— Begin Exercise materials —
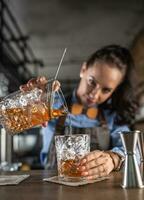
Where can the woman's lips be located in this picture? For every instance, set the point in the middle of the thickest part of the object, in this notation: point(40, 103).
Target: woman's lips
point(90, 101)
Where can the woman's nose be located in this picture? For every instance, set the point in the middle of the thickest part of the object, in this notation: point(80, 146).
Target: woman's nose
point(95, 93)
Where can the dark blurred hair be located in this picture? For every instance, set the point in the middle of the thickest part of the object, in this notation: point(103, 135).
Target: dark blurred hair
point(123, 99)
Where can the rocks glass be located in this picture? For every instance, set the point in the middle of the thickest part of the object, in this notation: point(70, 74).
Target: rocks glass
point(23, 110)
point(70, 149)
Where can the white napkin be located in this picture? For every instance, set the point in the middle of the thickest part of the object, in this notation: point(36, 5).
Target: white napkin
point(12, 179)
point(55, 179)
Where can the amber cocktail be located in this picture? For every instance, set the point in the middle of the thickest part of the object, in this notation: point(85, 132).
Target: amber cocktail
— End Exercise materials —
# [Directions for this task]
Can you write out every line of the material above again, requests included, with each point coordinate in the answers multiplied by 2.6 and rounded to a whole number, halves up? Keep the sample points in the requests as they are and leave the pictures out.

# [Task result]
Where can the woman's lips be located in this picture? For every instance, set the point in the middle of the thickest part of the object, in this notation: point(40, 103).
Target: woman's lips
point(234, 263)
Where can the woman's nose be located in this picture? For every instance, set the point in the middle of the thickest part of the object, in this notation: point(80, 146).
Target: woman's nose
point(247, 242)
Where can the dark blurred hair be located in this picture? For every instance, set the point in the middle of the thickest part of the object, in this notation: point(103, 135).
Target: dark blurred hair
point(320, 257)
Where can the rocks glass be located in this picture? For every instance, set the point in the middle of the thickest part of the object, in this notation: point(70, 74).
Target: rocks glass
point(60, 286)
point(182, 387)
Where can the white napkin be located in this picture? For every instance, set the point in the middle of the thickest part of the object, in this notation: point(36, 5).
Target: white napkin
point(31, 465)
point(143, 465)
Where can the amber cocktail be located in this picture? For every instance, set the point in the middle of the thickest part of the object, in this notation: point(85, 132).
Target: amber cocktail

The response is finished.